Segment Start: INFORMATION

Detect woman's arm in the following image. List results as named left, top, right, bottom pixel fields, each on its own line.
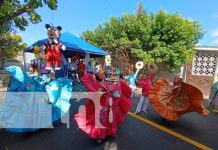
left=81, top=73, right=103, bottom=92
left=136, top=80, right=143, bottom=87
left=134, top=69, right=139, bottom=78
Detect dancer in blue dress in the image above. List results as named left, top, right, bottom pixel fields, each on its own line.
left=0, top=66, right=72, bottom=132
left=124, top=69, right=139, bottom=97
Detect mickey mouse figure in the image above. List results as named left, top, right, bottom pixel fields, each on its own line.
left=41, top=24, right=66, bottom=70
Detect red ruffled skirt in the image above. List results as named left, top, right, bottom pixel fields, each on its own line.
left=74, top=80, right=132, bottom=139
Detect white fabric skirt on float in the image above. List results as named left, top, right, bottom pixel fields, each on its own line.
left=0, top=66, right=73, bottom=132
left=0, top=92, right=53, bottom=132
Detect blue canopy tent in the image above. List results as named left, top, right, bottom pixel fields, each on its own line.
left=24, top=32, right=108, bottom=58
left=24, top=32, right=108, bottom=78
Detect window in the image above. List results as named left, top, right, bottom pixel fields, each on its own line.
left=192, top=53, right=217, bottom=76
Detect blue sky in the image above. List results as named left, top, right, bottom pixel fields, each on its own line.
left=17, top=0, right=218, bottom=46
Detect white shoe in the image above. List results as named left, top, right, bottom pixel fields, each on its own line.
left=55, top=67, right=61, bottom=70
left=134, top=111, right=140, bottom=114
left=45, top=67, right=53, bottom=70
left=143, top=110, right=148, bottom=113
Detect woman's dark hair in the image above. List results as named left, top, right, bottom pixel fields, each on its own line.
left=120, top=73, right=124, bottom=79
left=87, top=71, right=93, bottom=74
left=95, top=74, right=102, bottom=82
left=32, top=63, right=39, bottom=69
left=173, top=76, right=181, bottom=85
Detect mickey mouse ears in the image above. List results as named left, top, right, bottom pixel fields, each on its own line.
left=45, top=24, right=62, bottom=31
left=45, top=24, right=51, bottom=29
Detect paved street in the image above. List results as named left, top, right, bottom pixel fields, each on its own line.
left=0, top=84, right=217, bottom=150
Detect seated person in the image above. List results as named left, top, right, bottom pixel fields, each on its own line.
left=68, top=59, right=80, bottom=83
left=30, top=63, right=41, bottom=76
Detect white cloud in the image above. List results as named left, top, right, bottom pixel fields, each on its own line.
left=196, top=42, right=202, bottom=46
left=213, top=39, right=218, bottom=44
left=211, top=28, right=218, bottom=37
left=212, top=12, right=218, bottom=19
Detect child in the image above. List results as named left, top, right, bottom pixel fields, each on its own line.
left=134, top=72, right=155, bottom=114
left=30, top=63, right=41, bottom=76
left=124, top=69, right=139, bottom=97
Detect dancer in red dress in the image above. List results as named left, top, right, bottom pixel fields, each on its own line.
left=74, top=73, right=132, bottom=141
left=134, top=73, right=156, bottom=114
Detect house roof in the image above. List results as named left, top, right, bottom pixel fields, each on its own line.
left=195, top=46, right=218, bottom=51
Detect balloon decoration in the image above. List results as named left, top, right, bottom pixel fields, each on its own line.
left=33, top=46, right=46, bottom=64
left=29, top=45, right=49, bottom=74
left=35, top=54, right=40, bottom=59
left=41, top=59, right=46, bottom=65
left=40, top=51, right=45, bottom=55
left=34, top=45, right=39, bottom=51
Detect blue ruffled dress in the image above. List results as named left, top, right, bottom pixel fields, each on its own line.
left=0, top=66, right=72, bottom=132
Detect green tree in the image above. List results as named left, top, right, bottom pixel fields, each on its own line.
left=0, top=21, right=27, bottom=69
left=0, top=0, right=58, bottom=30
left=82, top=5, right=203, bottom=72
left=0, top=31, right=27, bottom=69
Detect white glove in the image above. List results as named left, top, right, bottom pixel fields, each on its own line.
left=62, top=45, right=66, bottom=51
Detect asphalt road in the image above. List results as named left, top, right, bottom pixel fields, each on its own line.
left=0, top=84, right=217, bottom=150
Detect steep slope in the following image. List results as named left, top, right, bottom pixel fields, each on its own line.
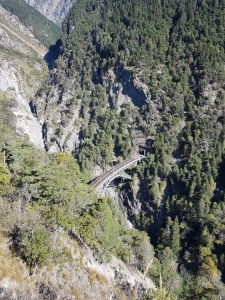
left=34, top=0, right=225, bottom=298
left=0, top=2, right=157, bottom=300
left=0, top=0, right=61, bottom=47
left=0, top=127, right=155, bottom=299
left=0, top=228, right=154, bottom=299
left=0, top=4, right=47, bottom=148
left=24, top=0, right=75, bottom=25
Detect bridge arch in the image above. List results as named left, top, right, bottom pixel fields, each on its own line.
left=90, top=155, right=144, bottom=194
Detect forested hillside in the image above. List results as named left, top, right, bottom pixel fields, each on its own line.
left=33, top=0, right=225, bottom=298
left=0, top=1, right=154, bottom=299
left=0, top=0, right=61, bottom=47
left=0, top=93, right=154, bottom=299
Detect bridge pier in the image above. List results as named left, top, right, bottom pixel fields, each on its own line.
left=96, top=170, right=131, bottom=195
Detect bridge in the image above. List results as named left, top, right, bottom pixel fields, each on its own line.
left=90, top=154, right=145, bottom=194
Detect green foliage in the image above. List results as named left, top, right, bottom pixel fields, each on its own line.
left=35, top=0, right=225, bottom=296
left=0, top=164, right=11, bottom=195
left=4, top=0, right=225, bottom=295
left=143, top=273, right=176, bottom=300
left=0, top=96, right=15, bottom=130
left=77, top=199, right=154, bottom=263
left=0, top=123, right=153, bottom=274
left=0, top=0, right=61, bottom=47
left=179, top=273, right=225, bottom=300
left=46, top=0, right=225, bottom=296
left=22, top=225, right=51, bottom=275
left=147, top=258, right=161, bottom=284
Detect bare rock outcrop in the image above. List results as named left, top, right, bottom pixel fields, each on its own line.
left=0, top=61, right=44, bottom=149
left=0, top=5, right=48, bottom=149
left=0, top=231, right=155, bottom=300
left=24, top=0, right=75, bottom=24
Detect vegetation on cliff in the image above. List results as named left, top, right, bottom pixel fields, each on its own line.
left=0, top=0, right=61, bottom=47
left=2, top=0, right=225, bottom=298
left=36, top=0, right=225, bottom=298
left=0, top=96, right=153, bottom=298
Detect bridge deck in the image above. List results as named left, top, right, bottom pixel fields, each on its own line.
left=90, top=155, right=143, bottom=190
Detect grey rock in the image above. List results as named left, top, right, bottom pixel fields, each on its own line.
left=24, top=0, right=75, bottom=24
left=0, top=5, right=47, bottom=149
left=0, top=61, right=44, bottom=149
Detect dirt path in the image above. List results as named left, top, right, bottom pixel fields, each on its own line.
left=0, top=21, right=47, bottom=57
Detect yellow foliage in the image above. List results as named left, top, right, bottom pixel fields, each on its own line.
left=78, top=214, right=100, bottom=249
left=0, top=234, right=28, bottom=283
left=72, top=286, right=82, bottom=299
left=118, top=156, right=123, bottom=163
left=54, top=152, right=70, bottom=164
left=208, top=176, right=216, bottom=192
left=96, top=273, right=108, bottom=285
left=87, top=268, right=108, bottom=285
left=214, top=239, right=223, bottom=245
left=199, top=256, right=220, bottom=283
left=52, top=153, right=80, bottom=173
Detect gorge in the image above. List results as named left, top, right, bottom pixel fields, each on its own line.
left=1, top=0, right=225, bottom=299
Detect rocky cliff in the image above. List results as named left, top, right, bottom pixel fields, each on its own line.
left=0, top=3, right=159, bottom=300
left=24, top=0, right=75, bottom=24
left=0, top=4, right=47, bottom=148
left=0, top=229, right=154, bottom=300
left=31, top=1, right=225, bottom=297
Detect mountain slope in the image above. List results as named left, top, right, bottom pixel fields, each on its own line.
left=0, top=5, right=156, bottom=299
left=34, top=0, right=225, bottom=298
left=0, top=4, right=48, bottom=148
left=0, top=0, right=61, bottom=47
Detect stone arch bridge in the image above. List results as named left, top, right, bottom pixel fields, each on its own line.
left=90, top=154, right=145, bottom=194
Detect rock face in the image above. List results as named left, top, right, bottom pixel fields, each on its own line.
left=35, top=65, right=151, bottom=153
left=24, top=0, right=75, bottom=24
left=0, top=231, right=155, bottom=300
left=0, top=5, right=47, bottom=57
left=0, top=5, right=48, bottom=149
left=0, top=61, right=44, bottom=148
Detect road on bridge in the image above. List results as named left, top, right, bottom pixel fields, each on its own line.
left=90, top=154, right=144, bottom=190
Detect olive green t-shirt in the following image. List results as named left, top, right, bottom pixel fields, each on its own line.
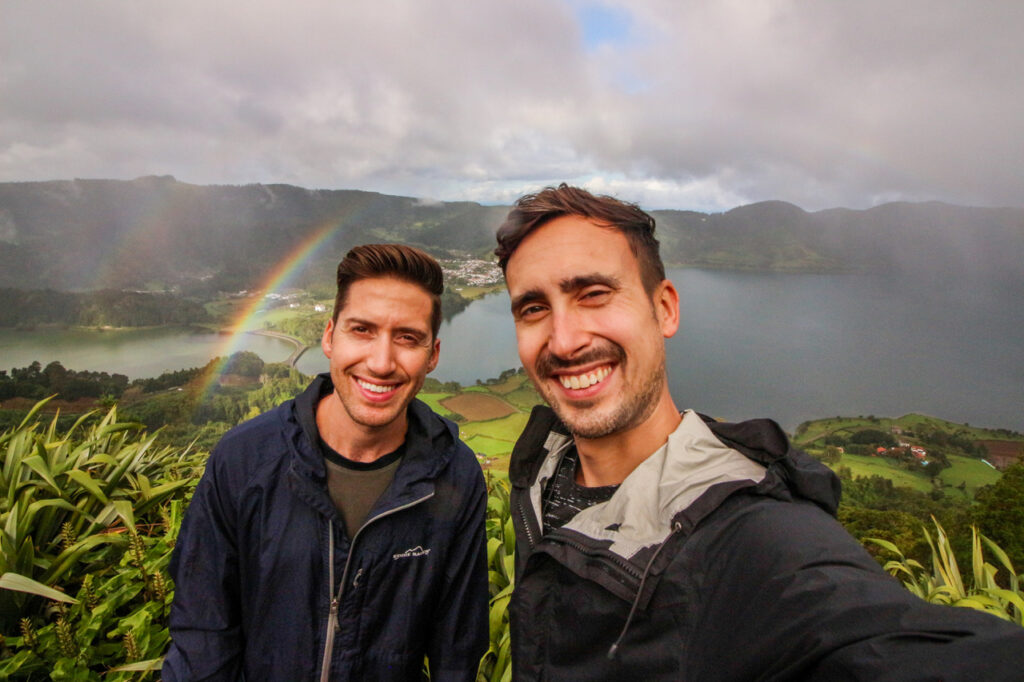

Segment End: INFORMATION

**WHAT THE EXERCISE ASKS**
Leave out the pictures, and extract exactly the lines from the one with "Detect mountain slope" through the end of the records, both ends included.

**WRITTEN REPLY**
Detect mountain slope in the image above. List results as named left, top, right, bottom pixel fields, each on its own line.
left=0, top=5, right=156, bottom=299
left=34, top=0, right=225, bottom=298
left=0, top=4, right=48, bottom=148
left=0, top=0, right=61, bottom=47
Detect stone arch bridge in the image above. List results as named left, top, right, bottom pixel fields, each on its own line.
left=90, top=154, right=145, bottom=194
Detect rock face in the image above. List results as named left, top, right, bottom pixel fields, each on its own line.
left=35, top=65, right=151, bottom=153
left=24, top=0, right=75, bottom=24
left=0, top=231, right=155, bottom=300
left=0, top=5, right=47, bottom=57
left=0, top=5, right=48, bottom=149
left=0, top=61, right=44, bottom=148
Detect road on bridge in the image above. List results as named left, top, right, bottom pixel fields, each on its own line.
left=90, top=154, right=144, bottom=190
Detect olive green t-shirt in the following image. List results as named left, top, right, bottom pixel fields, each on its own line.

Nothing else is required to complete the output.